To do ::
Each line from the one holding "Drop one point on every instance of the tall" to the last line below must be written out exactly, with no other output.

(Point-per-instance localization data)
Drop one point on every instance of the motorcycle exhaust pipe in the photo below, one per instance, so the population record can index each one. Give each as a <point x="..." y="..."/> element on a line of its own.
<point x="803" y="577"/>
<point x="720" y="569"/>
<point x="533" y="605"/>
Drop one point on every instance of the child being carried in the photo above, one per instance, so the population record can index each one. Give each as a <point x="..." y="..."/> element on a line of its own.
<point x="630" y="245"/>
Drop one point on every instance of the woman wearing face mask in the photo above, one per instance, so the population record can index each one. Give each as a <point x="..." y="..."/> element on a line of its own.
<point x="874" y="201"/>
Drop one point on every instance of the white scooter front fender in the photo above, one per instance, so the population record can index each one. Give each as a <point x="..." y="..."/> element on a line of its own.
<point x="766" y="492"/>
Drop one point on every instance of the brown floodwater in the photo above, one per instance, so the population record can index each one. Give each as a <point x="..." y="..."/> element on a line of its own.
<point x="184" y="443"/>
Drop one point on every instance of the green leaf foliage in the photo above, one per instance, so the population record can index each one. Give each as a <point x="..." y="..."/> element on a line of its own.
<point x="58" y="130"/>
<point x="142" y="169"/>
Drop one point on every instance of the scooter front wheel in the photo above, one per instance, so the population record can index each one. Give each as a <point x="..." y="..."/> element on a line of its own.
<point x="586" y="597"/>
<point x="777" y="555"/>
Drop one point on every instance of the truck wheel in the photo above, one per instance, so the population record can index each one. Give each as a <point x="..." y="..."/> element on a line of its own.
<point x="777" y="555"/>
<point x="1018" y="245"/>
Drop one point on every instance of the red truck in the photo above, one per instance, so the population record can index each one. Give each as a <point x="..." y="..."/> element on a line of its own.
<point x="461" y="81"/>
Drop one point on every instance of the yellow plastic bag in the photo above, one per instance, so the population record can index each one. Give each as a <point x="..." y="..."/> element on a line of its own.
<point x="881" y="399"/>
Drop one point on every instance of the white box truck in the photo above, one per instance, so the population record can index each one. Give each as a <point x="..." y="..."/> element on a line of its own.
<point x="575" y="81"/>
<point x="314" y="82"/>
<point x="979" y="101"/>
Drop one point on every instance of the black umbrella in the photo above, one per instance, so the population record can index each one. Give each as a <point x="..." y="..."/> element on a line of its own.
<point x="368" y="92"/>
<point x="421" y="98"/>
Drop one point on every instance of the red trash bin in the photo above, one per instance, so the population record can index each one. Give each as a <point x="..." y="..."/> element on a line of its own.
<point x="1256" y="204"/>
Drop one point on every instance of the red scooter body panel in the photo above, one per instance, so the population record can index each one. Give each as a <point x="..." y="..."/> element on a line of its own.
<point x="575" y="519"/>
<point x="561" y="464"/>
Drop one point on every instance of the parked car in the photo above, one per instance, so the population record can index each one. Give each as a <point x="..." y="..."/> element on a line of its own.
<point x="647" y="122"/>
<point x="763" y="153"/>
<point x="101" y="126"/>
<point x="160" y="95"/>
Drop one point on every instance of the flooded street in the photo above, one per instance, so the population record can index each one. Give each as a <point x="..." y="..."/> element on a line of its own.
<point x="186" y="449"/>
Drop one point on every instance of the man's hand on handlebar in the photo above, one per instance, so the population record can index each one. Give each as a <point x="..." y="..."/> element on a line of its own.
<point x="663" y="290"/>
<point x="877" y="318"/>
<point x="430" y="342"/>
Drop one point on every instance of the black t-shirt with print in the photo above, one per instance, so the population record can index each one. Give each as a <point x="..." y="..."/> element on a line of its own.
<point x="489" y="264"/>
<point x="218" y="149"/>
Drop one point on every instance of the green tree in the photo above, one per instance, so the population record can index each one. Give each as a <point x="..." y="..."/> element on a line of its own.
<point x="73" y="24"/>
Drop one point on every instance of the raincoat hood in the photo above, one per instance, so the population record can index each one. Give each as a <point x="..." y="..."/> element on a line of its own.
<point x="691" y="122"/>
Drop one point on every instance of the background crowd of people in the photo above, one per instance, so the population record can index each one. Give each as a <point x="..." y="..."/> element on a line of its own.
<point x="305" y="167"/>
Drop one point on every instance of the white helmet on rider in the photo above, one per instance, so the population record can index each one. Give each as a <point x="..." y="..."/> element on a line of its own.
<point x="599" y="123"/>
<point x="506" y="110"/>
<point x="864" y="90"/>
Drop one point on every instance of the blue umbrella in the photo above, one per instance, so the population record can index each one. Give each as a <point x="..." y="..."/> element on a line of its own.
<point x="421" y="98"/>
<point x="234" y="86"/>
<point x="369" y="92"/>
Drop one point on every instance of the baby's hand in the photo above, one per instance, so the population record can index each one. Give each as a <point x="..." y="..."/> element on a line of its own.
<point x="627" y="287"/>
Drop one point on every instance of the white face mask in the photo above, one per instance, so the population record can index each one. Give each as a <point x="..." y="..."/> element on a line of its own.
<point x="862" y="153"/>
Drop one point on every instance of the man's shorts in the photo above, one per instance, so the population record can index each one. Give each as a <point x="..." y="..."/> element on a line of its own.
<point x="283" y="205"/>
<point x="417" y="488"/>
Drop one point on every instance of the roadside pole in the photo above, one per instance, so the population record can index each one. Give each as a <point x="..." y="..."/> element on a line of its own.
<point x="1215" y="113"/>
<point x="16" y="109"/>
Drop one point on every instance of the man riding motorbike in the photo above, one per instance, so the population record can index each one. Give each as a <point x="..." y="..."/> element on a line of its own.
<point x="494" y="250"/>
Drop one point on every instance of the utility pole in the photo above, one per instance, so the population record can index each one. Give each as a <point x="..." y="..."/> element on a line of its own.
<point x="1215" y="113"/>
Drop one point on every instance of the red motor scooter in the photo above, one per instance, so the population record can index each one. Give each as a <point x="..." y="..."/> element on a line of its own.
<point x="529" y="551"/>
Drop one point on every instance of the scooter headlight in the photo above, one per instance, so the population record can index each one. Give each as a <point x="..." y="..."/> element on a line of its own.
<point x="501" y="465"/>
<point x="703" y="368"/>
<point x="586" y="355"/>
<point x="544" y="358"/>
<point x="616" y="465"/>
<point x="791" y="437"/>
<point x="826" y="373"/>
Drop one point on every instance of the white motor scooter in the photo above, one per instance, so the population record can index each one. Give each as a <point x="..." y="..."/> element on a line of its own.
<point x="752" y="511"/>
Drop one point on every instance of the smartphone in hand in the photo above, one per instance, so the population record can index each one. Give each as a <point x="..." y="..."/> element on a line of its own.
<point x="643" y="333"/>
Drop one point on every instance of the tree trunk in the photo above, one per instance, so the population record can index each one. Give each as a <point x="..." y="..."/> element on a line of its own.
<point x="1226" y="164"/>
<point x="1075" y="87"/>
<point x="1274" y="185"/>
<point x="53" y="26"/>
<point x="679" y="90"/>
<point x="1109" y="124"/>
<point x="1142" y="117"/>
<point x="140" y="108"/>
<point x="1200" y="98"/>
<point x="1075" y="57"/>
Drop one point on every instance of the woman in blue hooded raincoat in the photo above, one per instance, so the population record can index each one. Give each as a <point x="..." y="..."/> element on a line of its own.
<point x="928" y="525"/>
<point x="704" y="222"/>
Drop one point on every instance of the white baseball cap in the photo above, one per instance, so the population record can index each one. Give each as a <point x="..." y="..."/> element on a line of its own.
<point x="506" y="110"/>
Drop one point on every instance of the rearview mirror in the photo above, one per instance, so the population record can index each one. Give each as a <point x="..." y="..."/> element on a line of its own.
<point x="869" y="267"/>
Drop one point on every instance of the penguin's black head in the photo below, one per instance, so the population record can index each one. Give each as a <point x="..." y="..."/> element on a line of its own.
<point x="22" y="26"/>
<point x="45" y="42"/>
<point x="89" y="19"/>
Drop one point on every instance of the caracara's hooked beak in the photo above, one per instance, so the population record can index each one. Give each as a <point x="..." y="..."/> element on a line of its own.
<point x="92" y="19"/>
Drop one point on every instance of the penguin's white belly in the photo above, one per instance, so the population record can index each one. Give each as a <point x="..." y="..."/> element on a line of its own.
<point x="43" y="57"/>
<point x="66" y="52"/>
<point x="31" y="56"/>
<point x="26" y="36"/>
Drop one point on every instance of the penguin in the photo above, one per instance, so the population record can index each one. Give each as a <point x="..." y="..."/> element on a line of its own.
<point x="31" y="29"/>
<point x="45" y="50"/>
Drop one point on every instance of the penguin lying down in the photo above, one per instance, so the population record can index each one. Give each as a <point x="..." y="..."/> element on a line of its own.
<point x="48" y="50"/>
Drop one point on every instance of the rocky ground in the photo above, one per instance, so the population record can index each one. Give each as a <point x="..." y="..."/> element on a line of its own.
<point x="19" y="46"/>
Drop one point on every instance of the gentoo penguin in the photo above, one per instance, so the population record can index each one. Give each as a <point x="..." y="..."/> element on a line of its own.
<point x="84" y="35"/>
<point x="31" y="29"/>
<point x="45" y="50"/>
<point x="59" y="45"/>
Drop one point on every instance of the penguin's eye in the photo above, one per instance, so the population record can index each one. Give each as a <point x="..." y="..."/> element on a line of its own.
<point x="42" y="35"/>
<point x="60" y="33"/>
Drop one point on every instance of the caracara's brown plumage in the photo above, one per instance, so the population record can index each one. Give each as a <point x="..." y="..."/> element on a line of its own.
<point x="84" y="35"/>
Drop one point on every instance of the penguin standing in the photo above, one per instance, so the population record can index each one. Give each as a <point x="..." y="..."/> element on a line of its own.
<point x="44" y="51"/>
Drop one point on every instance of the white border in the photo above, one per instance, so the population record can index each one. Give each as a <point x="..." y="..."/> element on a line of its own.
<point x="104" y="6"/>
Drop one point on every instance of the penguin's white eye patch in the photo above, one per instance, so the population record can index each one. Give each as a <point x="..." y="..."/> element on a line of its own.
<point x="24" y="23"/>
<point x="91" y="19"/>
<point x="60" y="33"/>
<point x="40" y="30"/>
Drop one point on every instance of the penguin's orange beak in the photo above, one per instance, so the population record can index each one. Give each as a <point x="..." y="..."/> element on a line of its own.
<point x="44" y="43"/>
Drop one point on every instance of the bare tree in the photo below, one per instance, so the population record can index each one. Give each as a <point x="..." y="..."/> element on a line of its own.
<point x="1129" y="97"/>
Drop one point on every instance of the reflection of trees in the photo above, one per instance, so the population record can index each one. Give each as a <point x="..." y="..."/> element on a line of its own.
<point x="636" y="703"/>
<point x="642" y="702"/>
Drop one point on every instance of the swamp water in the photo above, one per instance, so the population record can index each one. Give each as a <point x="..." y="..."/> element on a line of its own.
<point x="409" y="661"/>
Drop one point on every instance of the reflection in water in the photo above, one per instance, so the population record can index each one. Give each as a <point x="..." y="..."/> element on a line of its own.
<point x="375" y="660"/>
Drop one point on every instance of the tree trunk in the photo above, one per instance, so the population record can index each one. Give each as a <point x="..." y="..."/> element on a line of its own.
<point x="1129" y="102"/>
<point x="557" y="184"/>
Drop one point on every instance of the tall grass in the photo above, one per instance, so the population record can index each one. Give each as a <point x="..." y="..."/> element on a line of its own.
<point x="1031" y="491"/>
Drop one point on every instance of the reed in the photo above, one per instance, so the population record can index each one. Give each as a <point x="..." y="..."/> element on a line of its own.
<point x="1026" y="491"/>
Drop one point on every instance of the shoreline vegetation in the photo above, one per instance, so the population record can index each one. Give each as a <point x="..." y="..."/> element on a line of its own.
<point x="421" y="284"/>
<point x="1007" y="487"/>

Exercise response ::
Drop one point on every instance of the tall grass in the photo above, one per instance, so the population record can index each one. Give each as a <point x="..." y="..."/> element on a line of its own.
<point x="1031" y="491"/>
Drop one point on every instance of the reed in the photo above, one per instance, so the population record can index each one. Give each as a <point x="..." y="..."/> element on a line of its own.
<point x="1026" y="491"/>
Drop one point on every instance of the shoreline vegetation in the photo above, one per instance, so the population record can index each one. Give each as a <point x="..." y="..."/> element on a line of its own.
<point x="421" y="284"/>
<point x="1007" y="487"/>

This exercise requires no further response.